CHECK YOUR UNDERSTANDING »
A. Answer these from the Euro 2024 predictions text:
(i) In which city will the final be held, and on what date?
(ii) Which team is the only one making its tournament debut?
(iii) What percentage chance does the model give England of reaching the last four?
B. From the Euro 2024 predictions text, extract the passage between "Who will win Euro 2024? The definitive" and "by Euro 2024.", inclusive.

(SUPPLIED TEXT Opens)

Who Will Win Euro 2024? The Opta Predictions | Opta Analyst

Who will win Euro 2024? The definitive answer won’t come until 14 July, so for now it’s time to look to the Opta Supercomputer pre-tournament predictions.


With the UEFA Champions League final now behind us, fans do not have to wait long for their next football fix as attention swiftly turns to what should be a thrilling international summer, headlined by Euro 2024.

This year’s tournament, the 17th in competition history, will take place from 14 June in Germany, with 24 teams doing battle as Italy look to defend their title.

Germany are sole hosts, just the third time in seven editions that the Euros have been exclusively held in one country. All the usual continental heavyweight nations will be hoping to emerge triumphant by the time the final is held in Berlin on 14 July.

Other countries may have lesser ambitions, but there is only one debuting team – Georgia – and the 24-team format means every side involved, including the debutants, go into the event with a fighting chance of at least reaching the last 16.

But who is going to come out on top this summer? The Opta Supercomputer garnered plenty of attention during the domestic league season and, once again, has not been shy in putting its (robotic) neck on the line.

The supercomputer has simulated Euro 2024 10,000 times and confirmed its pre-tournament percentages. So, without further ado, let’s run through its Euro 2024 predictions.

Euro 2024 Predictions

  • England (19.9%) named favourites to win Euro 2024 by the Opta Supercomputer.
  • Gareth Southgate’s team have never won the Euros and suffered a heartbreaking loss to Italy in the final last time, but our model gives them the highest likelihood of going one better this year.
  • The most likely team to stop England are France (19.1%), who defeated the Three Lions in Qatar and have reached the last two World Cup finals.
  • Hosts Germany (12.4%), Spain (9.6%) and Portugal (9.2%) are also seen as strong contenders to go all the way at the Euros.
  • It might prove tougher for the Netherlands (5.1%), defending champions Italy (5.0%) and Belgium (4.7%) to mount a challenge, but the supercomputer has not entirely discounted the chances of those three sides.

Euro 2024 Favourites

England

England have often arrived at major tournaments over the last two decades as worthy contenders, but going in as favourites will be a new feeling for a squad that is packed with attacking talent.

Headlined by Bayern Munich striker Harry Kane, Real Madrid talisman Jude Bellingham – fresh from achieving Champions League glory – and Manchester City star Phil Foden, no defences at the Euros will be looking forward to facing England.

A group containing Denmark, Serbia and Slovenia is not expected to cause England a major problem in terms of progression, with a last 16 spot (95.4%) a near certainty. But finishing first might be more important in this group than it is in others, as the runner-up in Group C will have to play the Group A winner – potentially hosts Germany – in the last 16, so a fast start could prove crucial to the Three Lions’ hopes.

England are experienced campaigners at the European Championship and have played in 38 total tournament matches. Success has so far eluded them, though, and no team has played as many games as them without ever winning the event.

There is a 70.0% chance that England make it to the quarter-finals for a third time in four Euros, while their 48.2% chance of making the last four is higher than any other team.

(SUPPLIED TEXT Closes)
(EXTRACTED DATA Opens)

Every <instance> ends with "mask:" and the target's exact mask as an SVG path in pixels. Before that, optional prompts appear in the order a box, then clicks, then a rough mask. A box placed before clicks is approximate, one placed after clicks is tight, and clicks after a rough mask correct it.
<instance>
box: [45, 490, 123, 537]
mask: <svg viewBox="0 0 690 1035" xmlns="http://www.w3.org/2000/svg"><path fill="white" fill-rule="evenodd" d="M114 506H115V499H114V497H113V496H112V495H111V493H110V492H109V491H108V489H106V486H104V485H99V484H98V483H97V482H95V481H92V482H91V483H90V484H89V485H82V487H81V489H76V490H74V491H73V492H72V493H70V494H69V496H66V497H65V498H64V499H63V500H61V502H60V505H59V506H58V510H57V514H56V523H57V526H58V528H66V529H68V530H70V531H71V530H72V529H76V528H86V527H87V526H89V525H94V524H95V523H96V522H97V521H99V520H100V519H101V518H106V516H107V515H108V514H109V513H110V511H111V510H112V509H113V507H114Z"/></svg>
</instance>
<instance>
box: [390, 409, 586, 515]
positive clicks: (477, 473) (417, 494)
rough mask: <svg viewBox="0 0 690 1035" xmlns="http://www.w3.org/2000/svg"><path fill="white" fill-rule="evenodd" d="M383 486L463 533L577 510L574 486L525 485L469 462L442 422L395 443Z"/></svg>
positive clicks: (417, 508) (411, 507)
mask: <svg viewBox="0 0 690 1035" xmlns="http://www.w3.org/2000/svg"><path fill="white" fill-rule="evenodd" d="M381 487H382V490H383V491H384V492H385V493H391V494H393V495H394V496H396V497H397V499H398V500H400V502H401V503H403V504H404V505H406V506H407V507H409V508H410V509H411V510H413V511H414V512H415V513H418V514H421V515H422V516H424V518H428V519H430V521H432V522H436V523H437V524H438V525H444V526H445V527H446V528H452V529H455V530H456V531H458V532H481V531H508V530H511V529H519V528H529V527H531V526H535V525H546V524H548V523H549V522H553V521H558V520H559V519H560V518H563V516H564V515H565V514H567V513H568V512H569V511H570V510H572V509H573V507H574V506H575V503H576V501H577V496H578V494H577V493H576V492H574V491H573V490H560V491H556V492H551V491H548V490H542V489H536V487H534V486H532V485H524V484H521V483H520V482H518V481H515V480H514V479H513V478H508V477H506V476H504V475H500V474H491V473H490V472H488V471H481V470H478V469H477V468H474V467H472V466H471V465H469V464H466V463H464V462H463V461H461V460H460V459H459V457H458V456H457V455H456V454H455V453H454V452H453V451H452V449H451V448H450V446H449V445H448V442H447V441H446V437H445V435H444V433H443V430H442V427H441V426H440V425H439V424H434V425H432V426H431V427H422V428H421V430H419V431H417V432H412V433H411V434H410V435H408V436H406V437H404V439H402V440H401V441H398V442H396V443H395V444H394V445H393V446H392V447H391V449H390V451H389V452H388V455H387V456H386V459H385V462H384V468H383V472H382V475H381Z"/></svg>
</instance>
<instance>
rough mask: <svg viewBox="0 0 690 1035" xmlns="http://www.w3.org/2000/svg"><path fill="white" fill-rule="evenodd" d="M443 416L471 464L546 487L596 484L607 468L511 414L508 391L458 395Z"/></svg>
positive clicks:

(EXTRACTED DATA Closes)

SOLUTIONS TO EACH TASK »
A.
(i) Berlin, on 14 July.
(ii) Georgia.
(iii) 48.2%.

B.
Who will win Euro 2024? The definitive answer won’t come until 14 July, so for now it’s time to look to the Opta Supercomputer pre-tournament predictions.


With the UEFA Champions League final now behind us, fans do not have to wait long for their next football fix as attention swiftly turns to what should be a thrilling international summer, headlined by Euro 2024.